__EXERCISE AIM__
Retype the lines starting with the one containing "Put a pin on every instance of the deep" and continuing through the last line, both ends included.

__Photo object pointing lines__

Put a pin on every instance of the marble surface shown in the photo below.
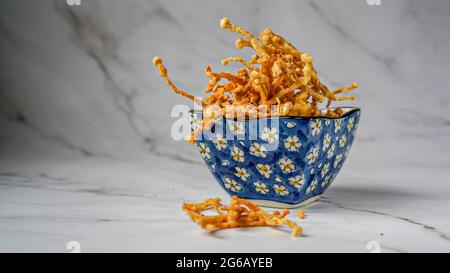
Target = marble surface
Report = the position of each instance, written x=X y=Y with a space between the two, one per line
x=85 y=147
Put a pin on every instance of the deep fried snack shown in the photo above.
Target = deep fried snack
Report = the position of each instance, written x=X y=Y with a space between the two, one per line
x=278 y=74
x=240 y=213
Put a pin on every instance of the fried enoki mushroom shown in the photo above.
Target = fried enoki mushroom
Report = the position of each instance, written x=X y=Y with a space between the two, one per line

__RESULT OF THIS TASK__
Put a pin on every instance of the deep fried snack shown in the photo above.
Target = deep fried snack
Report = the position of each instance, written x=X y=Y with a space between the two, one per line
x=278 y=74
x=240 y=213
Put a pin on every instance of the fried enoki mushroom shown in the photo above.
Target = fried enoki mushroom
Report = the position of each instance, written x=X y=Y with a space between the two, one per line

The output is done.